Africanfuturism is a cultural aesthetic and philosophy of science that centers on the fusion of African culture, history, mythology, point of view, with technology based in Africa and not limiting to the diaspora. It was coined by Nigerian American writer Nnedi Okorafor in 2019 in a blog post as a single word. Nnedi Okorafor  defines Africanfuturism as a sub-category of science fiction that is "directly rooted in African culture, history, mythology and point-of-view..and...does not privilege or center the West," is centered with optimistic "visions in the future," and is written by (and centered on) "people of African descent" while rooted in the African continent. As such its center is African, often does extend upon the continent of Africa, and includes the Black diaspora, including fantasy that is set in the future, making a narrative "more science fiction than fantasy" and typically has mystical elements. It is different from Afrofuturism, which focuses mainly on the African diaspora, particularly the United States. Works of Africanfuturism include science fiction, fantasy, alternate history, horror and magic realism.

Writers of Africanfuturism include Nnedi Okorafor, Tochi Onyebuchi, Oghenechovwe Donald Ekpeki, Tade Thompson, Namwali Serpell, Sofia Samatar, Wole Talabi, Suyi Davies Okungbowa and Dandy Jackson Chukwudi.

History

Early beginnings 

Works of Africanfuturism have long existed and have been assigned to Afrofuturism. Themes of Africanfuturism can be traced back to Buchi Emecheta's 1983 novel The Rape Of Shavi and Ben Okri's 1991 novel The Famished Road.

21st century 

In 2019 and 2020, African writers began to reject the term Afrofuturism because of the differences between both genres with Africanfuturism focusing more on African point of view, culture, themes and history as opposed to Afrofuturism which covers African diaspora history, culture and themes. The speculative fiction magazine Omenana and the Nommo Awards presented by The African Speculative Fiction Society launched in 2017 helped to widen the content of the genre.

■ Material provided:
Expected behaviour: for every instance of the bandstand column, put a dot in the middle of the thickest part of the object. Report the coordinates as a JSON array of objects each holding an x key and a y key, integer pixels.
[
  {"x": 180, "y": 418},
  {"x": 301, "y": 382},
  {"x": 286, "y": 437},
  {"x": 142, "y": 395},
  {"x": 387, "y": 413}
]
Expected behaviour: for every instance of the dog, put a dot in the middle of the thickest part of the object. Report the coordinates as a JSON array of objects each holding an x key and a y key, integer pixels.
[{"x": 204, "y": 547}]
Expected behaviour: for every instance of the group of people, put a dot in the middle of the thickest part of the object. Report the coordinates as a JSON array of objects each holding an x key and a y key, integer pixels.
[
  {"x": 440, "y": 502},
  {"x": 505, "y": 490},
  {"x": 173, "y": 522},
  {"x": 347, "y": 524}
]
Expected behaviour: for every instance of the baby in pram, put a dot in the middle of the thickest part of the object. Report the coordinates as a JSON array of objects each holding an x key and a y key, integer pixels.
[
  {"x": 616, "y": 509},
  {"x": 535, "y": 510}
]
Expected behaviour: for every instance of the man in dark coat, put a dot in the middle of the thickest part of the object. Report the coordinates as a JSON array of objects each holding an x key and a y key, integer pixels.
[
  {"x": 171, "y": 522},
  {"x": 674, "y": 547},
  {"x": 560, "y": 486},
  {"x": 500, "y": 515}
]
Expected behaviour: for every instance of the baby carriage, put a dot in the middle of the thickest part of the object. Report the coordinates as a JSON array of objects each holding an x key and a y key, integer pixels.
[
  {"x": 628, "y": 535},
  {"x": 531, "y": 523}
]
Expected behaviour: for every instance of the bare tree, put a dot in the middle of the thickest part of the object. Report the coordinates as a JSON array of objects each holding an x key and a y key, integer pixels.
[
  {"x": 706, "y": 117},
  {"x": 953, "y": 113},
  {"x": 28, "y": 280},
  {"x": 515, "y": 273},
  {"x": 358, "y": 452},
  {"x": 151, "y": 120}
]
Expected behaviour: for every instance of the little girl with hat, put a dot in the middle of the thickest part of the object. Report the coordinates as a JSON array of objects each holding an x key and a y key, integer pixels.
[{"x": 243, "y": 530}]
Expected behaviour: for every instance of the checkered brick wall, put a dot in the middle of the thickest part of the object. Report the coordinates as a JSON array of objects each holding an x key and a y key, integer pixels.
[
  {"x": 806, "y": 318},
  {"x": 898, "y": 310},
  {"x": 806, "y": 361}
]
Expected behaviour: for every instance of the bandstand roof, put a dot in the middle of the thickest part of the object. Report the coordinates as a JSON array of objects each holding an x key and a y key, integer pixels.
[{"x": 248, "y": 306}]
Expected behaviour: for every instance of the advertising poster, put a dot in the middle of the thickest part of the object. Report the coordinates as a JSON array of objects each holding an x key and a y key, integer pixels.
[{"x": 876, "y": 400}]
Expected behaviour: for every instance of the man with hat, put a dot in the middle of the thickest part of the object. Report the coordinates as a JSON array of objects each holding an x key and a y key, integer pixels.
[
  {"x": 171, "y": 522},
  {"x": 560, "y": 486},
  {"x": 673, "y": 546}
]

■ Your task: Decide whether each statement agrees with the Africanfuturism passage, answering yes or no and quoting the words that decide it: (a) the term was first coined in a blog post in 2019; (b) Afrofuturism focuses mainly on the African continent; (c) themes of Africanfuturism can be traced back to a 1983 novel by Buchi Emecheta. The entries play no part in this work.

■ Exercise output:
(a) Yes: "It was coined by Nigerian American writer Nnedi Okorafor in 2019 in a blog post as a single word."
(b) No: "It is different from Afrofuturism, which focuses mainly on the African diaspora, particularly the United States."
(c) Yes: "Themes of Africanfuturism can be traced back to Buchi Emecheta's 1983 novel The Rape Of Shavi"